• Data provided:

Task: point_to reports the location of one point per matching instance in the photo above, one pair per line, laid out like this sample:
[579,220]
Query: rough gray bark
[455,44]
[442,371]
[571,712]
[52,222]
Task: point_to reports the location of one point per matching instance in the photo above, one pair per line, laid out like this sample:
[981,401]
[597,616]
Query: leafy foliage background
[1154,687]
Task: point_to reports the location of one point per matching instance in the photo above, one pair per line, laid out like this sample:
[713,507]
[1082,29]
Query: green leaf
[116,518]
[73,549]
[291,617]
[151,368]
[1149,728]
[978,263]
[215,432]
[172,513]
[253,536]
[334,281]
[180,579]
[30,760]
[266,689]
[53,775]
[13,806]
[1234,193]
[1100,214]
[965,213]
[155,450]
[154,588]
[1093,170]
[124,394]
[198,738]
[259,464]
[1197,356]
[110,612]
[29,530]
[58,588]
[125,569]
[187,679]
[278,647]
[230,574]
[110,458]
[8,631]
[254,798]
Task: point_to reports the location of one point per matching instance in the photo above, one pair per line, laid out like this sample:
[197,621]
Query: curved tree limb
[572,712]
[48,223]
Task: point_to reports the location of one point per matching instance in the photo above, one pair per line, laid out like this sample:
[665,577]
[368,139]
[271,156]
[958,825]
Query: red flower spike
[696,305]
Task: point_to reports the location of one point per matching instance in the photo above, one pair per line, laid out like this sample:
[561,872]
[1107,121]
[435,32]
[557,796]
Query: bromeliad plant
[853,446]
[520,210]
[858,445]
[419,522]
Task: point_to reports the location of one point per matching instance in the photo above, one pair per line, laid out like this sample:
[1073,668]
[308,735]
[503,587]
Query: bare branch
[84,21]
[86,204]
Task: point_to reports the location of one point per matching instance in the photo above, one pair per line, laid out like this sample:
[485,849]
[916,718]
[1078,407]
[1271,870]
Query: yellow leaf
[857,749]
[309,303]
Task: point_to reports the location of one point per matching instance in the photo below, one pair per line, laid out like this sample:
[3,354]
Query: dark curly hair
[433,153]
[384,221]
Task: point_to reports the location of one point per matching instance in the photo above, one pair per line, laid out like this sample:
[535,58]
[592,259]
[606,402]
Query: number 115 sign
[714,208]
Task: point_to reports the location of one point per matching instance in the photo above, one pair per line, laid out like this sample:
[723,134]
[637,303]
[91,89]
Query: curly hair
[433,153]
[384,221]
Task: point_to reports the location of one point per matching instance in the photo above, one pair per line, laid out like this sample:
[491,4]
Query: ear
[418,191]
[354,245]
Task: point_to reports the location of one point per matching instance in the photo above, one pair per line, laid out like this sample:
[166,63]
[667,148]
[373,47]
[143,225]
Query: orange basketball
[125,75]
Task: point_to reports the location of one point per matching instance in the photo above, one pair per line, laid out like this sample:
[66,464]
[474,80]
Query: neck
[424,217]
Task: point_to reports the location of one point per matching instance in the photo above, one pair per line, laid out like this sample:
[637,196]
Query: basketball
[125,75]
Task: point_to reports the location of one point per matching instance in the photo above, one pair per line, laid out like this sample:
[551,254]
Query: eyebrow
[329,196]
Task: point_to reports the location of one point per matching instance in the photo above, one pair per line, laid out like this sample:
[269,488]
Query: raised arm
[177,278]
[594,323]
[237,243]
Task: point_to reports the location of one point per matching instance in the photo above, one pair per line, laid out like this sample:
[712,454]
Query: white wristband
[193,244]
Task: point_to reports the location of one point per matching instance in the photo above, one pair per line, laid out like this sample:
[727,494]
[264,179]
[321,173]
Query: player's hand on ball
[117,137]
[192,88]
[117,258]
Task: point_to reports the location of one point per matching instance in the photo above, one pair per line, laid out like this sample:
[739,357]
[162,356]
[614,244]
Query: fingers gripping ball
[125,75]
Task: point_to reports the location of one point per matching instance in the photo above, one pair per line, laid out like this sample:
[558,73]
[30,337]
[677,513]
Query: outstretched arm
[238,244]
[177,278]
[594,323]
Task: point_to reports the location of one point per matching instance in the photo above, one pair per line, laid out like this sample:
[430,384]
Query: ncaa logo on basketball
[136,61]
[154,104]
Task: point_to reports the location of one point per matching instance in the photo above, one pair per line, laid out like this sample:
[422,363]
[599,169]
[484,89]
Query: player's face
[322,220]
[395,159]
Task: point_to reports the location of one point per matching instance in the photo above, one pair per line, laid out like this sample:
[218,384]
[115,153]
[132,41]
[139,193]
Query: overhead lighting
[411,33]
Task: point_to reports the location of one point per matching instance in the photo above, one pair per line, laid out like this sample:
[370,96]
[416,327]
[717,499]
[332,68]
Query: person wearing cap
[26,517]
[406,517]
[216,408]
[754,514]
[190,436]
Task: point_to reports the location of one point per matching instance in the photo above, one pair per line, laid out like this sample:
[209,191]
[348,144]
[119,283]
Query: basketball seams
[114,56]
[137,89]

• Work required:
Repeat the data above, word for word.

• Result:
Task: point_to reports the location of one point per matching instance in the photo above, one pair per line, laid out like this sample:
[579,220]
Query: rough gray bark
[455,44]
[442,371]
[571,712]
[52,222]
Task: point_to reports the location of one point per matching instance in the photo above, one pair per line, laid out like this sample:
[981,401]
[597,616]
Query: leafy foliage background
[1154,687]
Task: point_to reports the location of one point per matching instance in the photo above, one pair per line, laid out like this sample:
[713,507]
[1082,29]
Query: green leaf
[116,518]
[73,549]
[291,617]
[151,368]
[1149,728]
[978,263]
[215,432]
[172,513]
[253,536]
[334,281]
[180,579]
[30,760]
[266,689]
[53,775]
[13,806]
[1234,193]
[1100,214]
[965,213]
[155,450]
[154,588]
[1093,170]
[124,394]
[198,738]
[259,464]
[1197,356]
[110,612]
[29,530]
[58,588]
[125,569]
[187,679]
[278,647]
[230,574]
[110,458]
[8,631]
[254,798]
Task: point_to reports the location of one point per matching instance in the photo above, one pair per line, laid out like this sample:
[197,621]
Query: curved tree limb
[572,712]
[48,223]
Task: point_to reports the location of one point per matching instance in the photo above, one pair per line, laid out like this sample:
[665,577]
[368,139]
[271,156]
[958,825]
Query: red flower spike
[696,305]
Task: point_to reports the location of one point per matching instance in the photo above, one pair per line, laid out like this sample:
[561,872]
[1107,121]
[435,32]
[557,796]
Query: bromeliad plant
[853,446]
[520,210]
[858,445]
[419,522]
Task: point_to reports the location of one point per matching instance in the photo above, one pair per line, laid out like this sample:
[1073,668]
[308,735]
[503,587]
Query: bare branch
[84,21]
[86,204]
Task: point_to reports the location of one point per matching instance in the photo above, one pair per line, laid out like this sample:
[485,849]
[916,718]
[1078,407]
[1271,870]
Query: yellow leaf
[857,749]
[309,303]
Task: point_to reports the location of one point per matching instance in the photo below, one pair per line, laid out like this sample:
[3,354]
Query: dark curly hair
[433,153]
[384,221]
Task: point_to reports the location of one point per matching instance in the photo above, one pair per line, laid out like this sample:
[535,58]
[592,259]
[606,402]
Query: number 115 sign
[714,208]
Task: point_to reports the location of one point per matching instance in the photo above, one pair per line, laid out like this sample:
[723,134]
[637,303]
[91,89]
Query: curly hair
[433,153]
[384,221]
Task: point_to reports the location of one point per matching instance in the photo above, one pair per line, laid out like this sample:
[491,4]
Query: ear
[418,191]
[354,245]
Task: point_to reports the location of one point per matching instance in the photo above, one pair per line, laid out like this sample:
[166,63]
[667,148]
[373,47]
[143,225]
Query: orange basketball
[125,75]
Task: point_to reports the location of one point per matching instance in the photo above, one pair per line, laid out like this sample:
[66,464]
[474,80]
Query: neck
[424,217]
Task: point_to reports the location of one point per matching instance in the photo above, one pair per line, laid out like this sample:
[637,196]
Query: basketball
[125,75]
Task: point_to reports the location of one point per matching instance in the photo above, one pair per line, laid out like this sample:
[551,254]
Query: eyebrow
[329,196]
Task: point_to reports the location of one point per matching instance in the photo above, one pair per line, laid out like this sample:
[269,488]
Query: raised arm
[177,278]
[594,323]
[237,243]
Task: point_to reports the location of one point per matching instance in the photo above, one pair per line, laid out like this sample:
[712,454]
Query: white wristband
[193,244]
Task: point_to reports the location of one point per matching instance in the photo above, one pair per line, laid out like this sample:
[727,494]
[264,179]
[321,173]
Query: player's hand on ball
[117,137]
[192,88]
[117,258]
Task: point_to reports the location of one point per matching instance in the photo above, one pair per line, laid out like this sample:
[739,357]
[162,356]
[614,244]
Query: fingers gripping ball
[125,75]
Task: point_to reports the location of one point per matching instance in the photo above, one pair per line, laid out like this sample:
[558,73]
[30,337]
[677,513]
Query: outstretched arm
[238,244]
[177,278]
[594,323]
Task: point_to reports the location of one point per matching instance in the photo above, one pair per line, laid out like this sample:
[430,384]
Query: ncaa logo on basketball
[136,61]
[154,104]
Task: point_to reports the location of one point per matching instance in the photo above, one pair per line, laid out like this sample:
[422,363]
[599,169]
[484,89]
Query: player's face
[322,220]
[395,159]
Task: point_to reports the location of one point per matching instance in the photo above, one pair per line, laid out like this sample:
[218,384]
[115,153]
[132,41]
[139,193]
Query: overhead lighting
[411,33]
Task: point_to reports the location of one point per matching instance in the photo above, one pair per line, laid out like this sample:
[370,96]
[416,327]
[717,499]
[332,68]
Query: person wearing cap
[26,517]
[406,517]
[216,408]
[754,514]
[190,436]
Task: point_to reports the location of one point per matching instance in the photo above, one pair per line, laid out like this sample:
[209,191]
[348,144]
[119,283]
Query: basketball seams
[114,56]
[137,89]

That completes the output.